* WORK INSTRUCTION
Write out again the entries from the first line to the line that includes "Can you find the grey", keeping both of those lines.

* DATA RECORDS

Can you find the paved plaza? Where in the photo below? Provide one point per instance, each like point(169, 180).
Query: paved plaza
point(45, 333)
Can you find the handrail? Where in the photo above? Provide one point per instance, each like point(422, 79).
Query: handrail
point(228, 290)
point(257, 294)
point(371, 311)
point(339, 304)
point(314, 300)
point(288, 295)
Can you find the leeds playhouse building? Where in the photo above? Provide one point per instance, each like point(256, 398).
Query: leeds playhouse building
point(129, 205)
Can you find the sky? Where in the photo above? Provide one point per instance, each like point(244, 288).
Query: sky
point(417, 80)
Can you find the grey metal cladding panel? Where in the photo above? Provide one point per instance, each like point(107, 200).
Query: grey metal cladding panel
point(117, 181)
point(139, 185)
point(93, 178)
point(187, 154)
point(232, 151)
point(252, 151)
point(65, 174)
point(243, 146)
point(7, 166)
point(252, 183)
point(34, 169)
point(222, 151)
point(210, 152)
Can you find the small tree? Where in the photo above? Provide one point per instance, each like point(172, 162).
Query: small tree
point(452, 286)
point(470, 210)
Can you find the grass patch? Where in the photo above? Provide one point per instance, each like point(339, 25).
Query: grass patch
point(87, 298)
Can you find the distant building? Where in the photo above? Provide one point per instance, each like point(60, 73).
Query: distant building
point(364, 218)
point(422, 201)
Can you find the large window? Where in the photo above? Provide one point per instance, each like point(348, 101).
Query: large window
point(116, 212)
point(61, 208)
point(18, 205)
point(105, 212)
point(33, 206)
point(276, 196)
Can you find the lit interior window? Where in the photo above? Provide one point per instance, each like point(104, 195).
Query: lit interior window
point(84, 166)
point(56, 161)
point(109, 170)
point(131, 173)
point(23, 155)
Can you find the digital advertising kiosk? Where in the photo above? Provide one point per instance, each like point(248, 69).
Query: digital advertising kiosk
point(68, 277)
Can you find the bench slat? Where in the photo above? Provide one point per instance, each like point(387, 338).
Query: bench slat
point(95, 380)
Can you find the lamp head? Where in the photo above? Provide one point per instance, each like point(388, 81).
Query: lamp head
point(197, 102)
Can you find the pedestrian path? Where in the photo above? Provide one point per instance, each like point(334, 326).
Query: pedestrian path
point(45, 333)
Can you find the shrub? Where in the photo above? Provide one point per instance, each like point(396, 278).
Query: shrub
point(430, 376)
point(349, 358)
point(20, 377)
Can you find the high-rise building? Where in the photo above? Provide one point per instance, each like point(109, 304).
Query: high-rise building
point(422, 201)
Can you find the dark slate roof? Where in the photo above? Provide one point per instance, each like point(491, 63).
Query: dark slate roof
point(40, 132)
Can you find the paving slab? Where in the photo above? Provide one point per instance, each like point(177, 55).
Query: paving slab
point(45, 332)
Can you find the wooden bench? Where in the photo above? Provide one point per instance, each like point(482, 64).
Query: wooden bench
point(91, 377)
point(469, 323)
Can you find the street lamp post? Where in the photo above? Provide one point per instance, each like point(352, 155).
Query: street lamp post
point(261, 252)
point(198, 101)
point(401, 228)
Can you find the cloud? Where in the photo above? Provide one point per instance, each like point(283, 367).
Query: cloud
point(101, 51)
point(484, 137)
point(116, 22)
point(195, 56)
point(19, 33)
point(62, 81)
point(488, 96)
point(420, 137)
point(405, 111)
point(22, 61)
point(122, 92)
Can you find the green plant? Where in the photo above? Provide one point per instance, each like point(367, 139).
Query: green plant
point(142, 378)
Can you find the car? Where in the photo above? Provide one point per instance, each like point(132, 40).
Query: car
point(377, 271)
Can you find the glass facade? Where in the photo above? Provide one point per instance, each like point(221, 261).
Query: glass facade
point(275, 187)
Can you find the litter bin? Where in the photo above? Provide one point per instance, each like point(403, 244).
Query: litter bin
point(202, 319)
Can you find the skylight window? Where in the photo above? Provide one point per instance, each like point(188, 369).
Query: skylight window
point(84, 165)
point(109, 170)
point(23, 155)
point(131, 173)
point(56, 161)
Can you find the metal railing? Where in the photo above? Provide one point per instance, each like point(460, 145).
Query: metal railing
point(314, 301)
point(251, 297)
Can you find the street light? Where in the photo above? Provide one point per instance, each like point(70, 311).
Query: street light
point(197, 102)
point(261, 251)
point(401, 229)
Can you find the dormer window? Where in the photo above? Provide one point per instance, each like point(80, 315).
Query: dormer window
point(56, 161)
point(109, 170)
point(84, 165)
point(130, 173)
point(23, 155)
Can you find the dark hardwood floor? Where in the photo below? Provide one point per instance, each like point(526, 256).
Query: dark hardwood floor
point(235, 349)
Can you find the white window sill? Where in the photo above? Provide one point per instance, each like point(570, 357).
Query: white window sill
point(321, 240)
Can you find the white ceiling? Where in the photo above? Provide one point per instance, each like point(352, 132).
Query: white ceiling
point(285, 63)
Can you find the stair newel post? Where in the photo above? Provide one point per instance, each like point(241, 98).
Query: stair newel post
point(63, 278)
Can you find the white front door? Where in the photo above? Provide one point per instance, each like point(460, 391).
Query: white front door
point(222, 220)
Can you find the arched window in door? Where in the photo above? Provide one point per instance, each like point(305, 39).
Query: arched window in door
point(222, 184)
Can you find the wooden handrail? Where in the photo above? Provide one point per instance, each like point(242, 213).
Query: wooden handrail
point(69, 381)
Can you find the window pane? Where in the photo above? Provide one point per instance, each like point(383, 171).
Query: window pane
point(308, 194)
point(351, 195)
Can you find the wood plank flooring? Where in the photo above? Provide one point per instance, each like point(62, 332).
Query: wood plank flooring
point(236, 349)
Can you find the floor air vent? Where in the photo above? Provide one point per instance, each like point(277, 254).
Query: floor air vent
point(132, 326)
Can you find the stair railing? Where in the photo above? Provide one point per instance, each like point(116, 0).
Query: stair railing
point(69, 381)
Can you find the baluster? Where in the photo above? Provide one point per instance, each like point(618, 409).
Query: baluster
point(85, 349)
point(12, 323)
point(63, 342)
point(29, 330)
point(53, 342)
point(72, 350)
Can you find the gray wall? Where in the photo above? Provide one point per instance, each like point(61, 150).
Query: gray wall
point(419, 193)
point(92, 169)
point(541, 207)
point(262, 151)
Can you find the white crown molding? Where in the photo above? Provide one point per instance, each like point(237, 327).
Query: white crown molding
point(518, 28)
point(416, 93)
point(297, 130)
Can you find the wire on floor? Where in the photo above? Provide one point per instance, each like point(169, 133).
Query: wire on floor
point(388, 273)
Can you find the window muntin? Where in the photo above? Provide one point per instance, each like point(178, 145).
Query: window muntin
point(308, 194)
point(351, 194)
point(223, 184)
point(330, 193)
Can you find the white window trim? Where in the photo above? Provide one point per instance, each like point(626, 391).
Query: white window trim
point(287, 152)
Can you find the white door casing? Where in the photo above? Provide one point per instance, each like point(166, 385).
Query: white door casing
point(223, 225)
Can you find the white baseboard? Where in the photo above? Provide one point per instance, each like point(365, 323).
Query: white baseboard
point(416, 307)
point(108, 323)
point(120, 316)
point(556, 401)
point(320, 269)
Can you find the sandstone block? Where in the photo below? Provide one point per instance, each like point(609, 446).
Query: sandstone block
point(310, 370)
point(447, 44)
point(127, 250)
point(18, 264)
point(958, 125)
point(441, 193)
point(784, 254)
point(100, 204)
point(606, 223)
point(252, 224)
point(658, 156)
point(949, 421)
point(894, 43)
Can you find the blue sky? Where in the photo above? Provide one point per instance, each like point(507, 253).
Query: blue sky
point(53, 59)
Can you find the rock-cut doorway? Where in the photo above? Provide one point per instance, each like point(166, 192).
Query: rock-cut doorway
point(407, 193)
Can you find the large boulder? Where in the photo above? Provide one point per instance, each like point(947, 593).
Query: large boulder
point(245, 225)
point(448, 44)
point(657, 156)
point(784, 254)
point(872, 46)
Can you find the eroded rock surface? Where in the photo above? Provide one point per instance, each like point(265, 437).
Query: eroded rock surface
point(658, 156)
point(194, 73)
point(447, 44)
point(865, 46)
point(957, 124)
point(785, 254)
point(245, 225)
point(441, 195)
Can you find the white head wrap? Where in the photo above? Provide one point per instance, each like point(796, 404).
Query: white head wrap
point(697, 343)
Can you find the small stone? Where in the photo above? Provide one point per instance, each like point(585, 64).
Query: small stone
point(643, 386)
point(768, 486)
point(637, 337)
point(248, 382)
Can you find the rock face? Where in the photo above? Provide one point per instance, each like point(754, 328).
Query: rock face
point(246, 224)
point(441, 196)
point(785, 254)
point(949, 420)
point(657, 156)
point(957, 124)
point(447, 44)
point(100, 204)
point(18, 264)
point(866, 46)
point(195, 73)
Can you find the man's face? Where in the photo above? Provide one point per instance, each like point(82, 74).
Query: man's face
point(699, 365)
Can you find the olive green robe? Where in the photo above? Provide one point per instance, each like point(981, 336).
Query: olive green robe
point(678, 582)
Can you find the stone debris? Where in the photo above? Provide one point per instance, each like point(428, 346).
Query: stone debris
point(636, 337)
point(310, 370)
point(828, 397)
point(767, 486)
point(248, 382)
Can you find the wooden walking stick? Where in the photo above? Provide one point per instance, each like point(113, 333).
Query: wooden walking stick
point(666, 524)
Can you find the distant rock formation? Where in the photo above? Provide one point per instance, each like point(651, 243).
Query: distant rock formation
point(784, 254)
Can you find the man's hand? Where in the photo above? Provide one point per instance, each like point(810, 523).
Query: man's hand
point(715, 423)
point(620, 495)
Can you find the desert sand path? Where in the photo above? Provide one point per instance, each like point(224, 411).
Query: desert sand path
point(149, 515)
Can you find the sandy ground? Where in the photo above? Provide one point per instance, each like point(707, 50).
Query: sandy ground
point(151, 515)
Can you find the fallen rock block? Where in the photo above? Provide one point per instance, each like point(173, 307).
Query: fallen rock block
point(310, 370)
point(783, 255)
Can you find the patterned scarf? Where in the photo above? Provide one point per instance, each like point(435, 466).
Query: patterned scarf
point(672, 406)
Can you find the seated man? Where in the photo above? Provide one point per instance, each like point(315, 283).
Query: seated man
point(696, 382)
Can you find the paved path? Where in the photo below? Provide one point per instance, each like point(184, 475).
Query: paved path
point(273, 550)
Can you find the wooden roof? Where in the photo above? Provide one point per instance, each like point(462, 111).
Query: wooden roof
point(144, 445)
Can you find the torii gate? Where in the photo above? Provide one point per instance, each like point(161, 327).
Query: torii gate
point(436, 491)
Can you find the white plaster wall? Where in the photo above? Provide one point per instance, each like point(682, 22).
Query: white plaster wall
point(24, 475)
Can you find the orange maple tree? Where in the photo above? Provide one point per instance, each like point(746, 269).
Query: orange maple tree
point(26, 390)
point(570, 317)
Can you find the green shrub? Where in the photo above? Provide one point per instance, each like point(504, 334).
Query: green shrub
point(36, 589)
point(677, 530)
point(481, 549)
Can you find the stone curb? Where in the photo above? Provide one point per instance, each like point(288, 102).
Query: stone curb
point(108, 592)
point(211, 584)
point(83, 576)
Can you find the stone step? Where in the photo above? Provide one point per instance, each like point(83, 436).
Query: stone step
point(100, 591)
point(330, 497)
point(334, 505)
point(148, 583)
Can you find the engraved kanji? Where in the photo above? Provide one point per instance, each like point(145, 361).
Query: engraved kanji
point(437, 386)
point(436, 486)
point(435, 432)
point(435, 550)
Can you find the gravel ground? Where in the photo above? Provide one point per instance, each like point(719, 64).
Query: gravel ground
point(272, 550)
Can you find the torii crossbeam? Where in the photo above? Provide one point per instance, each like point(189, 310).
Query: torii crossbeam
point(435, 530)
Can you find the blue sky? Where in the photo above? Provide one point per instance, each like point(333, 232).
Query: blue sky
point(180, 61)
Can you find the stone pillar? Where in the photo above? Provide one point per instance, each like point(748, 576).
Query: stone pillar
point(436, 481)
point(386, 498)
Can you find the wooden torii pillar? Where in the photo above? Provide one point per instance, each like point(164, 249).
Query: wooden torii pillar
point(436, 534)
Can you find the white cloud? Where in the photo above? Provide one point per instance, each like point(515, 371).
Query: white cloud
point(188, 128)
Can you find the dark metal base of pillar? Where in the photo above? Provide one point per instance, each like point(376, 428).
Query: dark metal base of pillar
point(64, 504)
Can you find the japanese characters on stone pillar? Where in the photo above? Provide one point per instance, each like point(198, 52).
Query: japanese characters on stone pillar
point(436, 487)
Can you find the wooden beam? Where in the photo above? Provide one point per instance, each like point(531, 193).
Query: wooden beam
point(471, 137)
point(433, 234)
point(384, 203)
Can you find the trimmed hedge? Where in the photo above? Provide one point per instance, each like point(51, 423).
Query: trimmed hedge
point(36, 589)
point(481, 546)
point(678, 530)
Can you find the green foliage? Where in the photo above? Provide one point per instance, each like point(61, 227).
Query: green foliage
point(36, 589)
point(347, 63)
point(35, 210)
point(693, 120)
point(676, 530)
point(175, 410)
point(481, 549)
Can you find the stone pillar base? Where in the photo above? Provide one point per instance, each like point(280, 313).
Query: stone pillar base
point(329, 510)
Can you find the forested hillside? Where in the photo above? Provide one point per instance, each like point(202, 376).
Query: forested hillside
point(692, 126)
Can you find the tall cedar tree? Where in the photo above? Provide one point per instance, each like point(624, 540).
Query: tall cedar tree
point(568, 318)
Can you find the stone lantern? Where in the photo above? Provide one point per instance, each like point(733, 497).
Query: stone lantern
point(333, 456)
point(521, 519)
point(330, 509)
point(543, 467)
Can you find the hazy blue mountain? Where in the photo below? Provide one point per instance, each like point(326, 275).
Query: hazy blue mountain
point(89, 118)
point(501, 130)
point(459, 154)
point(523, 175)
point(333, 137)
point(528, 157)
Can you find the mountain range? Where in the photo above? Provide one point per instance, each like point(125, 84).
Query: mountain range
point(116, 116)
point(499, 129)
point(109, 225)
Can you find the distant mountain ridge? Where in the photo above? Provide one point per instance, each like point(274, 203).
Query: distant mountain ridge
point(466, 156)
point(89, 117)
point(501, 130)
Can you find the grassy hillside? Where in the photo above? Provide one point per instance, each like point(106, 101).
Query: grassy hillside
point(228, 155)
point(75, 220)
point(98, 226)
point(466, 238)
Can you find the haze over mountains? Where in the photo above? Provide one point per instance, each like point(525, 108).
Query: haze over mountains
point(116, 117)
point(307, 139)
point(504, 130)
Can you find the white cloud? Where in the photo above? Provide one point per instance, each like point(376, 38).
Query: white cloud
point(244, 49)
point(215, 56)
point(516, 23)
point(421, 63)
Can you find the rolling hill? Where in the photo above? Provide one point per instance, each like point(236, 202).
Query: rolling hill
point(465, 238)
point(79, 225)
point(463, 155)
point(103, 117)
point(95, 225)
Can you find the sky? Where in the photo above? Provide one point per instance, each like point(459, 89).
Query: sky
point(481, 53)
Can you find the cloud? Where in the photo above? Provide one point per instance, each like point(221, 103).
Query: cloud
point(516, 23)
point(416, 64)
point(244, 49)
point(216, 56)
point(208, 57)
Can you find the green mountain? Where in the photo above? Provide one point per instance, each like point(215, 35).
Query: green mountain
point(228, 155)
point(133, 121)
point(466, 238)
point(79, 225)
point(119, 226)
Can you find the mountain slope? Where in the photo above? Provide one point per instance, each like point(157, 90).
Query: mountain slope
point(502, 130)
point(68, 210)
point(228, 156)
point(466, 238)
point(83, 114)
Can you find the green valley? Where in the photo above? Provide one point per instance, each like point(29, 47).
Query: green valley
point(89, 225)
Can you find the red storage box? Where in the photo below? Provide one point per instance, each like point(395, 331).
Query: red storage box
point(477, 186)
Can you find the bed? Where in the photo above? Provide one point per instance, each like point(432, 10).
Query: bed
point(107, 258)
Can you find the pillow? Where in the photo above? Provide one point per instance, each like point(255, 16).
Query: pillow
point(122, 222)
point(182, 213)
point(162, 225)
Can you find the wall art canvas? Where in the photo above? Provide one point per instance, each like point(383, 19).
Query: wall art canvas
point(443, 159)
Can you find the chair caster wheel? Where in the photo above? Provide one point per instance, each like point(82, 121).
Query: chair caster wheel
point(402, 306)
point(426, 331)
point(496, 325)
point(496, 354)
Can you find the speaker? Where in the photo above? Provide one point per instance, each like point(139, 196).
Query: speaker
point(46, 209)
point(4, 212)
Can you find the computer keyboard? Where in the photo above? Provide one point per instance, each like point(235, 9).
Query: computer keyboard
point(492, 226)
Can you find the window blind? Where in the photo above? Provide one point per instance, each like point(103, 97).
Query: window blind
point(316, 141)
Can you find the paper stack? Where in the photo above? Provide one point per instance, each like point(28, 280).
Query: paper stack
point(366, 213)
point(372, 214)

* TASK RESULT
Can you find the paved plaza? Where in the photo below? Provide one point per instance, each like point(169, 180).
Query: paved plaza
point(45, 333)
Can you find the handrail? Where in the photo above? Provide one point per instance, each like point(422, 79).
Query: handrail
point(228, 290)
point(257, 294)
point(371, 311)
point(339, 304)
point(314, 300)
point(288, 295)
Can you find the leeds playhouse building? Where in the photo above? Provide one point per instance, each like point(256, 398).
Query: leeds playhouse building
point(129, 205)
Can you find the sky? Where in the photo above? Provide one point per instance, each like point(244, 288).
Query: sky
point(417, 80)
Can you find the grey metal cladding panel? Where in the photo above? Provide one point per instance, each like point(107, 200).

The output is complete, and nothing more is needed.